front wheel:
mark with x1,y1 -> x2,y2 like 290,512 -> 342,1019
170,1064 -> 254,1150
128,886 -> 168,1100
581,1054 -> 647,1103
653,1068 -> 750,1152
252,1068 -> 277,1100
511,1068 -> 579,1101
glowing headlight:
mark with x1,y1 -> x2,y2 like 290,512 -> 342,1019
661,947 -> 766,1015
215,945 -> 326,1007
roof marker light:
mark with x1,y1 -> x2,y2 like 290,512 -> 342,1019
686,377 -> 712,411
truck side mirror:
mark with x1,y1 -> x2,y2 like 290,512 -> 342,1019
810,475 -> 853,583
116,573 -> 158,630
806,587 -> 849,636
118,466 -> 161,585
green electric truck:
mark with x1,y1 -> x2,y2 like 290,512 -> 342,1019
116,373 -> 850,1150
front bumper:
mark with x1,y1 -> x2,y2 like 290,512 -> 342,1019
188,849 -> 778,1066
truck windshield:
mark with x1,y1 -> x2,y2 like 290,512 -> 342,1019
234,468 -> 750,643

* * * * * * * * *

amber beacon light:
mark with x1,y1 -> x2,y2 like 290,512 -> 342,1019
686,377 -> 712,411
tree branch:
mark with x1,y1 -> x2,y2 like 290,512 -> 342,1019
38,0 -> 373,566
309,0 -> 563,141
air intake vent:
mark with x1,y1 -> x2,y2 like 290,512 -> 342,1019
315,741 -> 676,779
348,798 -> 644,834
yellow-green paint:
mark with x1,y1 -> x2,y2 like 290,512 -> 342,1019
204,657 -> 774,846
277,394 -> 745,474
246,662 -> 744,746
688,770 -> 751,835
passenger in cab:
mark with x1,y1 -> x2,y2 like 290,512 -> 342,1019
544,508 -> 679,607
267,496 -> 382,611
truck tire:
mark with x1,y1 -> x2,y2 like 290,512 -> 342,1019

* * * * * * * * *

=== Set exercise ===
Pull out every line of the records above that contains the string "truck", and treat uppercase and lowercase as different.

=== Exercise result ===
truck side mirror:
green electric truck:
truck windshield:
truck tire:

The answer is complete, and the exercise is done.